→ **À faire**
1. D'après le texte sur l'antisionisme, en quelle année Vladimir Jankelevitch a-t-il écrit que l'antisionisme constitue une « incroyable aubaine » pour les antisémites ?
2. Résumez en deux phrases le texte sur l'antisionisme.
3. Poursuivez le texte sur l'antisionisme après sa dernière phrase.

→ **Texte fourni**
Dror Even-Sapir, journaliste franco-israélien, éditorialiste politique et géopolitique sur i24News
Comme on pouvait s’y attendre, l’offensive terroriste menée par le Hamas le 7 octobre dernier et la guerre qui s’en suivit ont fait rejaillir, dans les pays occidentaux, le vieux débat sur la nature du « sionisme » et celle de « l’antisionisme », ainsi que l’un de ses corollaires les plus connus, la question des correspondances et des parallélismes entre ce dernier et l’antisémitisme. Les lignes qui suivent n’ont pas pour objectif d’y répondre : le débat peut être considéré comme clos, tant il est admis depuis bien longtemps que « l’antisionisme », comme l’écrivait déjà Vladimir Jankelevitch en 1967, constitue une « incroyable aubaine » pour les antisémites, désormais en état de parer un sentiment difficilement assumable des glorieux ornements humanistes. Concédons tout de même que certains « antisionistes » auto-proclamés sont sincèrement éloignés de tout sentiment d’hostilité à l’égard des Juifs ; à eux, et à ceux que la brusque réapparition de ce débat sémantique plonge dans l’embarras, il conviendrait peut-être de rappeler que l’opposition au sionisme est originellement un phénomène interne au collectif juif, et qu’il n’a que peu de sens en dehors des délimitations de ce collectif. Ce qui permettrait de remettre en évidence que le sionisme était avant tout un mouvement de libération nationale, qu’en tant que tel il ne saurait être considéré comme une idéologie, et que la remise en cause contemporaine de sa légitimité manque par conséquent de cohérence.
L’attachement à l’intégration citoyenne
L’un des arguments les plus usités par ceux qui refusent que « l’antisionisme » soit délégitimé et assimilé à l’antisémitisme consiste à rappeler que bon nombre de Juifs se sont revendiqués, et continuent à le faire, hostiles au sionisme. De fait, le rejet du principe visant à émanciper le peuple juif dans le cadre d’un État-nation qui serait le sien sur la terre de ses ancêtres concernait avant tout les Juifs eux-mêmes, la nature révolutionnaire voire utopique du projet ayant d’abord suscité le scepticisme, la méfiance, parfois même l’adversité de très nombreux Juifs.
Ce refus juif du sionisme, majoritaire au cours des toutes premières décennies du XXe siècle, pourrait grossièrement se diviser en deux catégories, situées de part et d’autre de la ligne de partage qui distinguait alors les individus juifs fortement insérés dans les sociétés d’Europe occidentale, et qui vivaient leur judéité comme une pratique cultuelle privée ou une affiliation communautaire des plus souples, des populations juives d’Europe orientale, pour qui l’appartenance au judaïsme était une réalité englobante et collective, distincte au moins autant linguistiquement et culturellement que religieusement. Du coté des Juifs britanniques, français ou allemands, la résistance à l’idée sioniste résultait de leur attachement au principe de l’intégration citoyenne, qui au tout début du siècle semblait tenir, bon an mal an, l’essentiel de ses promesses, si bien que bon nombre d’entre eux considéraient que la « question juive » n’en était pas vraiment une, ou qu’elle serait naturellement réglée par l’assimilation progressive à celles des nations et des sociétés qui, enfin, les acceptait comme égaux en droits. D’autres, plus soucieux de maintenir un lien avec le culte et la tradition, établirent les fondations du judaïsme réformé, dans un souci d’adaptation de cet héritage aux cultures dominantes : cette approche intégrationniste incita logiquement ses promoteurs à considérer avec une incompréhension teintée d’hostilité les timides premiers pas du sionisme politique.

→ **Données fournies**
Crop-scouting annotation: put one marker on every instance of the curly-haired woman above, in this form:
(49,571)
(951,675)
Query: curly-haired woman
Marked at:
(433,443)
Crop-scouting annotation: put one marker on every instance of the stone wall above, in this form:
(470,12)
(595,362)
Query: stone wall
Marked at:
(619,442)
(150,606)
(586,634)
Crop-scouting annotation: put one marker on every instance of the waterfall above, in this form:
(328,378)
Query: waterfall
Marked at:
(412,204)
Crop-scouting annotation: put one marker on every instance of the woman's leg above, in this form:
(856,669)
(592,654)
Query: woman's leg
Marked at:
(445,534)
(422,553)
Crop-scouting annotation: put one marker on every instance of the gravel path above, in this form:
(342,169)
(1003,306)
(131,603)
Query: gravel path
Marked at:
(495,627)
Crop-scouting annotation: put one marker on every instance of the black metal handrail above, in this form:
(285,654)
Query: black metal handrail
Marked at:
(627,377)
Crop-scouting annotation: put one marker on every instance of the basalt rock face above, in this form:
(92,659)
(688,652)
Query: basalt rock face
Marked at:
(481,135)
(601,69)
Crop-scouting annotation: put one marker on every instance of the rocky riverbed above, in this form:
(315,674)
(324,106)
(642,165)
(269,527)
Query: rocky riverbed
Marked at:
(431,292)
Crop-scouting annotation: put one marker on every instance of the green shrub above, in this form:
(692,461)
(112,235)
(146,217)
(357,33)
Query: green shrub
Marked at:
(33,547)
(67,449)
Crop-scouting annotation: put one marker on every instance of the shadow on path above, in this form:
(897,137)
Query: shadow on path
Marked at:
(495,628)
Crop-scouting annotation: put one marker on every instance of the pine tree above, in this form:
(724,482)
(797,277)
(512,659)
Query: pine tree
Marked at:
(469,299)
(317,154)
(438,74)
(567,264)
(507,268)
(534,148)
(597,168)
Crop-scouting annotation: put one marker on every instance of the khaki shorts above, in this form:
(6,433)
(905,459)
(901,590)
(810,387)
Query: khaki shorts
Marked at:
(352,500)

→ **Résultats de l'exercice**
1. En 1967.

2. L'opposition au sionisme est à l'origine un phénomène interne au collectif juif, et le sionisme était avant tout un mouvement de libération nationale. Au début du XXe siècle, beaucoup de Juifs d'Europe occidentale rejetaient le sionisme par attachement à l'intégration citoyenne, et certains fondèrent le judaïsme réformé pour adapter leur héritage aux cultures dominantes.

3.
Bundistes et adversaires des Lumières
Mais la plus grande part de ceux à qui s’adressait le projet de l’établissement d’un Foyer national juif dans une partie de ce qui était alors communément appelé « Palestine » éprouvaient leur judéité comme une réalité ethnoculturelle nettement délimitée : les habitants du « Yiddishland », qui constituaient la grande majorité du peuple juif, étaient juifs comme leurs voisins étaient polonais, ukrainiens, russes ou lituaniens. Un terreau favorable au retentissement de l’espérance sioniste, mais aussi à celui d’idéaux concurrents, marqués comme lui par la prédominance du collectif. C’était le cas du marxisme et de ses variantes, dont on sait l’attraction qu’ils exercèrent sur de nombreux Juifs d’Europe orientale et centrale, et dont l’opposition au sionisme, malgré de nombreuses nuances et des tentatives de syncrétisme, était constante.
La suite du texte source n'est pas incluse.